▶ _INSTRUCTION_: Render every line of the rows below as a Markdown table with the columns Line No. and Content, numbering each line and skipping blank lines. Leave the pictures out of your answer.

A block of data

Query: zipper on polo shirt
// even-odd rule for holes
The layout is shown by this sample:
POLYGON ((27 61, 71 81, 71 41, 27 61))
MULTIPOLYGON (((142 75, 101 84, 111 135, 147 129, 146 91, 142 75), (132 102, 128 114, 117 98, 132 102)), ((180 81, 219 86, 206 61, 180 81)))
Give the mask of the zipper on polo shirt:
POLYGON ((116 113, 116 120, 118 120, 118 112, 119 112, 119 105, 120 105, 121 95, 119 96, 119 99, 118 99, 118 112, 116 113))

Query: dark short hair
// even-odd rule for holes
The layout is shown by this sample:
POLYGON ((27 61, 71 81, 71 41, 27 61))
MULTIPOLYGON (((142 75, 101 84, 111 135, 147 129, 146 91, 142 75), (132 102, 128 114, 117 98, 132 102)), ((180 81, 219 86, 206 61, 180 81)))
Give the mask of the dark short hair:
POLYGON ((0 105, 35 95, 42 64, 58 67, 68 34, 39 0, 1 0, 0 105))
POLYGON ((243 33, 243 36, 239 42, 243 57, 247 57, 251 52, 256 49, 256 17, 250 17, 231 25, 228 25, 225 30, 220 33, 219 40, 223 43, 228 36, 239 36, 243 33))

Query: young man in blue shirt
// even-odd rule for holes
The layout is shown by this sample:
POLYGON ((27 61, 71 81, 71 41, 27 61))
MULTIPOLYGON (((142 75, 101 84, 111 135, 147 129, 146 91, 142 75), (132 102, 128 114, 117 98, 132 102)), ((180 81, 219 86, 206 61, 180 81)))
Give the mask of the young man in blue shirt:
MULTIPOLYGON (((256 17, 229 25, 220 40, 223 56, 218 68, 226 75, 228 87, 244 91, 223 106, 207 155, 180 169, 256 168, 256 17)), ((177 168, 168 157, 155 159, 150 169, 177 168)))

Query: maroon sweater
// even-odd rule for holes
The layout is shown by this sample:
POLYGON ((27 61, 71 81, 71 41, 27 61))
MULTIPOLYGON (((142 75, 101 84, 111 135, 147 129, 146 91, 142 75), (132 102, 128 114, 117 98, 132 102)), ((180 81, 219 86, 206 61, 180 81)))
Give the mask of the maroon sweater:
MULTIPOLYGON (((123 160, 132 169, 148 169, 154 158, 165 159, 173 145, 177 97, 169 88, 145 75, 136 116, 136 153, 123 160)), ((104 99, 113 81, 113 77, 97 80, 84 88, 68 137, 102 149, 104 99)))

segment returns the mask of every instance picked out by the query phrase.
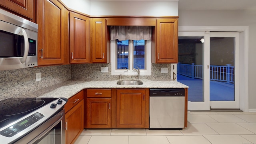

▶ _TASK RESPONSE_:
| Line No. | Content |
|---|---|
| 1 | Query: zipper on polo shirt |
| 2 | // even-odd rule for holes |
| 3 | The layout is shown by this sample: |
| 4 | POLYGON ((27 61, 71 81, 71 41, 27 61)) |
| 5 | MULTIPOLYGON (((142 75, 101 84, 111 135, 147 129, 146 91, 142 75), (132 102, 128 114, 117 98, 132 102)), ((180 81, 219 86, 206 61, 180 81))) |
| 6 | Give the mask of the zipper on polo shirt: |
| 7 | POLYGON ((116 113, 116 120, 118 120, 118 112, 119 112, 119 105, 120 105, 121 95, 119 96, 119 99, 118 99, 118 112, 116 113)) |
| 8 | Query: dark short hair |
| 9 | // even-odd rule for holes |
| 10 | The layout is shown by this sample: |
| 11 | POLYGON ((27 61, 71 81, 71 41, 27 61)) |
| 12 | MULTIPOLYGON (((142 75, 101 84, 111 135, 147 129, 146 91, 142 75), (132 102, 128 114, 117 98, 132 102)), ((180 81, 219 86, 206 61, 180 81))) |
| 13 | Give the mask of the dark short hair: |
| 14 | POLYGON ((0 105, 35 95, 42 64, 58 67, 68 34, 39 0, 1 0, 0 105)) |
| 15 | POLYGON ((243 33, 243 36, 239 42, 243 57, 247 57, 251 52, 256 49, 256 17, 250 17, 231 25, 228 25, 225 30, 220 33, 219 40, 223 43, 228 36, 239 36, 243 33)) |
| 16 | Query: young man in blue shirt |
| 17 | // even-odd rule for holes |
| 18 | The layout is shown by this sample: |
| 19 | POLYGON ((27 61, 71 81, 71 41, 27 61)) |
| 20 | MULTIPOLYGON (((142 75, 101 84, 111 135, 147 129, 146 91, 142 75), (132 102, 128 114, 117 98, 132 102)), ((180 81, 219 86, 206 61, 180 81))) |
| 21 | Give the mask of the young man in blue shirt: |
| 22 | MULTIPOLYGON (((256 17, 229 25, 220 40, 223 56, 218 68, 226 75, 228 87, 244 91, 223 106, 207 155, 180 169, 256 168, 256 17)), ((177 168, 168 157, 155 159, 150 169, 177 168))) |
| 23 | Query: maroon sweater |
| 24 | // even-odd rule for holes |
| 25 | The layout is shown by this sample: |
| 26 | POLYGON ((27 61, 71 81, 71 41, 27 61)) |
| 27 | MULTIPOLYGON (((142 75, 101 84, 111 135, 147 129, 146 91, 142 75), (132 102, 128 114, 117 98, 132 102)), ((180 81, 219 86, 206 61, 180 81))) |
| 28 | Give the mask of the maroon sweater: |
| 29 | MULTIPOLYGON (((123 160, 132 169, 148 169, 154 158, 165 159, 173 145, 177 97, 169 88, 145 75, 136 116, 136 153, 123 160)), ((104 99, 113 81, 113 77, 97 80, 84 88, 68 137, 102 149, 104 99))) |
| 30 | segment returns the mask of every instance picked out by the query phrase. |